Anotações de caixas para fotos
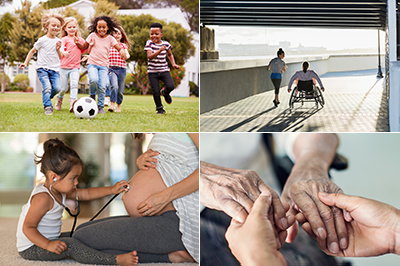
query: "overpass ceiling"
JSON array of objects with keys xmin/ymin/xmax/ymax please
[{"xmin": 200, "ymin": 0, "xmax": 390, "ymax": 30}]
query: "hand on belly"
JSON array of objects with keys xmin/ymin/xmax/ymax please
[{"xmin": 122, "ymin": 169, "xmax": 175, "ymax": 217}]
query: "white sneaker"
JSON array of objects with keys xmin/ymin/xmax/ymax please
[{"xmin": 104, "ymin": 96, "xmax": 110, "ymax": 106}]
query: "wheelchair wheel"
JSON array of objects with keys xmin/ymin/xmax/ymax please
[
  {"xmin": 316, "ymin": 87, "xmax": 325, "ymax": 107},
  {"xmin": 289, "ymin": 87, "xmax": 297, "ymax": 109}
]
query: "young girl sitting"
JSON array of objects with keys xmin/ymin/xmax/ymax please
[
  {"xmin": 17, "ymin": 139, "xmax": 138, "ymax": 265},
  {"xmin": 20, "ymin": 12, "xmax": 64, "ymax": 115},
  {"xmin": 55, "ymin": 17, "xmax": 85, "ymax": 113},
  {"xmin": 108, "ymin": 25, "xmax": 131, "ymax": 112},
  {"xmin": 74, "ymin": 16, "xmax": 127, "ymax": 114}
]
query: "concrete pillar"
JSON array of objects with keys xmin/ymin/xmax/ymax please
[
  {"xmin": 387, "ymin": 0, "xmax": 400, "ymax": 132},
  {"xmin": 200, "ymin": 27, "xmax": 219, "ymax": 60}
]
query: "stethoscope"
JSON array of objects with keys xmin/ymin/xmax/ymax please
[{"xmin": 49, "ymin": 178, "xmax": 131, "ymax": 237}]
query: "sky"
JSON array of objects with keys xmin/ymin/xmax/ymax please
[
  {"xmin": 209, "ymin": 26, "xmax": 385, "ymax": 50},
  {"xmin": 0, "ymin": 0, "xmax": 42, "ymax": 15}
]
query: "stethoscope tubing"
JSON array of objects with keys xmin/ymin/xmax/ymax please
[{"xmin": 49, "ymin": 181, "xmax": 130, "ymax": 237}]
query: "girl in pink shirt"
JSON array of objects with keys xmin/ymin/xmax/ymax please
[
  {"xmin": 55, "ymin": 17, "xmax": 85, "ymax": 112},
  {"xmin": 75, "ymin": 16, "xmax": 127, "ymax": 114}
]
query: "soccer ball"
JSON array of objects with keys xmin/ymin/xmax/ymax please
[{"xmin": 74, "ymin": 97, "xmax": 99, "ymax": 119}]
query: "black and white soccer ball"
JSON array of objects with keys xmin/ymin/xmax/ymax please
[{"xmin": 74, "ymin": 97, "xmax": 99, "ymax": 119}]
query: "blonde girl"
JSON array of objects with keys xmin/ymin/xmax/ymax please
[
  {"xmin": 20, "ymin": 12, "xmax": 64, "ymax": 115},
  {"xmin": 55, "ymin": 17, "xmax": 85, "ymax": 112},
  {"xmin": 17, "ymin": 139, "xmax": 138, "ymax": 266}
]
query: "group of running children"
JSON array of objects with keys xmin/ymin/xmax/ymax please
[{"xmin": 20, "ymin": 12, "xmax": 179, "ymax": 115}]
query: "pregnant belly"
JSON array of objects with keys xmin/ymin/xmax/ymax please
[{"xmin": 122, "ymin": 169, "xmax": 175, "ymax": 217}]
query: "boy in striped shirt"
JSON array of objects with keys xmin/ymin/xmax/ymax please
[{"xmin": 144, "ymin": 23, "xmax": 179, "ymax": 115}]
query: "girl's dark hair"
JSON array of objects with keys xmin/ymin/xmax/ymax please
[
  {"xmin": 276, "ymin": 48, "xmax": 285, "ymax": 57},
  {"xmin": 115, "ymin": 25, "xmax": 131, "ymax": 49},
  {"xmin": 303, "ymin": 61, "xmax": 310, "ymax": 73},
  {"xmin": 150, "ymin": 22, "xmax": 162, "ymax": 32},
  {"xmin": 35, "ymin": 138, "xmax": 83, "ymax": 179},
  {"xmin": 88, "ymin": 16, "xmax": 118, "ymax": 34}
]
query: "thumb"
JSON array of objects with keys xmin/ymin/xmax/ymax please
[
  {"xmin": 250, "ymin": 191, "xmax": 272, "ymax": 217},
  {"xmin": 318, "ymin": 192, "xmax": 357, "ymax": 212}
]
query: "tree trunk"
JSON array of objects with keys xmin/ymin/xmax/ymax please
[{"xmin": 1, "ymin": 63, "xmax": 6, "ymax": 93}]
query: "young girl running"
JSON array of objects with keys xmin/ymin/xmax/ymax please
[
  {"xmin": 55, "ymin": 17, "xmax": 85, "ymax": 112},
  {"xmin": 108, "ymin": 25, "xmax": 131, "ymax": 112},
  {"xmin": 74, "ymin": 16, "xmax": 127, "ymax": 114},
  {"xmin": 20, "ymin": 12, "xmax": 64, "ymax": 115},
  {"xmin": 17, "ymin": 139, "xmax": 138, "ymax": 265}
]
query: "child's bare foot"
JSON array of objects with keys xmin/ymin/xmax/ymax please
[
  {"xmin": 117, "ymin": 250, "xmax": 139, "ymax": 266},
  {"xmin": 168, "ymin": 250, "xmax": 194, "ymax": 263}
]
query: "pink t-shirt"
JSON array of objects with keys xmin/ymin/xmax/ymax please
[
  {"xmin": 86, "ymin": 32, "xmax": 118, "ymax": 67},
  {"xmin": 60, "ymin": 36, "xmax": 86, "ymax": 69}
]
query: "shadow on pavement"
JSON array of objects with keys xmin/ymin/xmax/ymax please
[
  {"xmin": 221, "ymin": 107, "xmax": 275, "ymax": 132},
  {"xmin": 257, "ymin": 106, "xmax": 321, "ymax": 132}
]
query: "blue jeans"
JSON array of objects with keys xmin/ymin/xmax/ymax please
[
  {"xmin": 36, "ymin": 68, "xmax": 61, "ymax": 108},
  {"xmin": 87, "ymin": 64, "xmax": 108, "ymax": 108},
  {"xmin": 58, "ymin": 68, "xmax": 79, "ymax": 100},
  {"xmin": 108, "ymin": 66, "xmax": 126, "ymax": 104},
  {"xmin": 147, "ymin": 71, "xmax": 175, "ymax": 109}
]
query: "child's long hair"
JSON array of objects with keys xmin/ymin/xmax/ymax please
[
  {"xmin": 303, "ymin": 61, "xmax": 310, "ymax": 73},
  {"xmin": 61, "ymin": 17, "xmax": 81, "ymax": 38},
  {"xmin": 115, "ymin": 24, "xmax": 131, "ymax": 49},
  {"xmin": 88, "ymin": 16, "xmax": 118, "ymax": 34},
  {"xmin": 35, "ymin": 138, "xmax": 84, "ymax": 179},
  {"xmin": 42, "ymin": 11, "xmax": 64, "ymax": 33}
]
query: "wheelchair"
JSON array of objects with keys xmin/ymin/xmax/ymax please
[{"xmin": 289, "ymin": 80, "xmax": 325, "ymax": 109}]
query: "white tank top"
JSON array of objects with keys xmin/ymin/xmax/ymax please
[{"xmin": 17, "ymin": 184, "xmax": 66, "ymax": 252}]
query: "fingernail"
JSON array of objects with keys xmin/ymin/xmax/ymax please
[
  {"xmin": 317, "ymin": 228, "xmax": 326, "ymax": 239},
  {"xmin": 340, "ymin": 238, "xmax": 347, "ymax": 249},
  {"xmin": 260, "ymin": 190, "xmax": 271, "ymax": 197},
  {"xmin": 280, "ymin": 218, "xmax": 288, "ymax": 229},
  {"xmin": 329, "ymin": 242, "xmax": 339, "ymax": 253}
]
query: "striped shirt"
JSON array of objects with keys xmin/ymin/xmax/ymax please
[
  {"xmin": 108, "ymin": 43, "xmax": 128, "ymax": 68},
  {"xmin": 148, "ymin": 133, "xmax": 200, "ymax": 262},
  {"xmin": 288, "ymin": 70, "xmax": 324, "ymax": 89},
  {"xmin": 86, "ymin": 32, "xmax": 118, "ymax": 67},
  {"xmin": 144, "ymin": 40, "xmax": 172, "ymax": 73}
]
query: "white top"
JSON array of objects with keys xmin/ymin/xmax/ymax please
[
  {"xmin": 149, "ymin": 133, "xmax": 200, "ymax": 262},
  {"xmin": 33, "ymin": 35, "xmax": 60, "ymax": 72},
  {"xmin": 17, "ymin": 184, "xmax": 66, "ymax": 252},
  {"xmin": 269, "ymin": 57, "xmax": 286, "ymax": 75},
  {"xmin": 288, "ymin": 70, "xmax": 324, "ymax": 89}
]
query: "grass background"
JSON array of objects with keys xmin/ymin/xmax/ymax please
[{"xmin": 0, "ymin": 93, "xmax": 199, "ymax": 132}]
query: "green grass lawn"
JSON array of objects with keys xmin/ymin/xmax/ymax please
[{"xmin": 0, "ymin": 93, "xmax": 199, "ymax": 132}]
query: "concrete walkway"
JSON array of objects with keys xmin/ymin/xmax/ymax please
[{"xmin": 200, "ymin": 70, "xmax": 389, "ymax": 132}]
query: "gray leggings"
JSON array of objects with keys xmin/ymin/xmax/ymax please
[
  {"xmin": 72, "ymin": 211, "xmax": 186, "ymax": 262},
  {"xmin": 19, "ymin": 232, "xmax": 117, "ymax": 265}
]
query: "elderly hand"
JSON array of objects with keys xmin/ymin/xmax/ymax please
[
  {"xmin": 200, "ymin": 162, "xmax": 289, "ymax": 230},
  {"xmin": 136, "ymin": 149, "xmax": 160, "ymax": 170},
  {"xmin": 282, "ymin": 165, "xmax": 348, "ymax": 254},
  {"xmin": 299, "ymin": 193, "xmax": 400, "ymax": 257},
  {"xmin": 225, "ymin": 191, "xmax": 294, "ymax": 266}
]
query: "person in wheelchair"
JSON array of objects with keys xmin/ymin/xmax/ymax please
[{"xmin": 288, "ymin": 61, "xmax": 325, "ymax": 97}]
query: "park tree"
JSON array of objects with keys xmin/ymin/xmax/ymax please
[
  {"xmin": 93, "ymin": 0, "xmax": 119, "ymax": 17},
  {"xmin": 41, "ymin": 0, "xmax": 77, "ymax": 9},
  {"xmin": 0, "ymin": 0, "xmax": 12, "ymax": 6},
  {"xmin": 10, "ymin": 0, "xmax": 45, "ymax": 62},
  {"xmin": 146, "ymin": 0, "xmax": 199, "ymax": 33},
  {"xmin": 0, "ymin": 13, "xmax": 14, "ymax": 93}
]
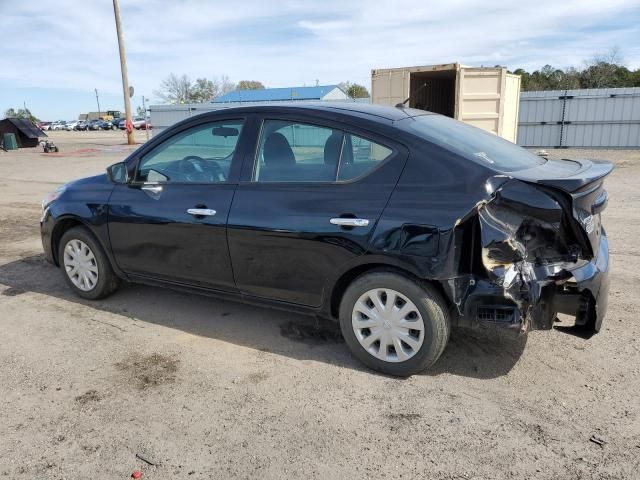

* _Instruções da tarefa_
Por favor, mostre cada linha do material que contém a palavra "running", copiando-a por inteiro. Maiúsculas e minúsculas devem ser diferenciadas.

* _Resposta do exercício_
query: "group of running children"
query: "young girl running"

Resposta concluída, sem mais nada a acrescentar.